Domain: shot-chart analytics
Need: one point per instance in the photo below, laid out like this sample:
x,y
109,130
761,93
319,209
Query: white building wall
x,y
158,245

→ DIRECTIONS
Reproduce every one of the lines above again, word for word and in the same order.

→ PROBLEM SOLUTION
Domain: shot-chart analytics
Need: one point per instance in the photo below, laid out like this sample:
x,y
109,130
761,93
319,209
Query: white building wall
x,y
158,245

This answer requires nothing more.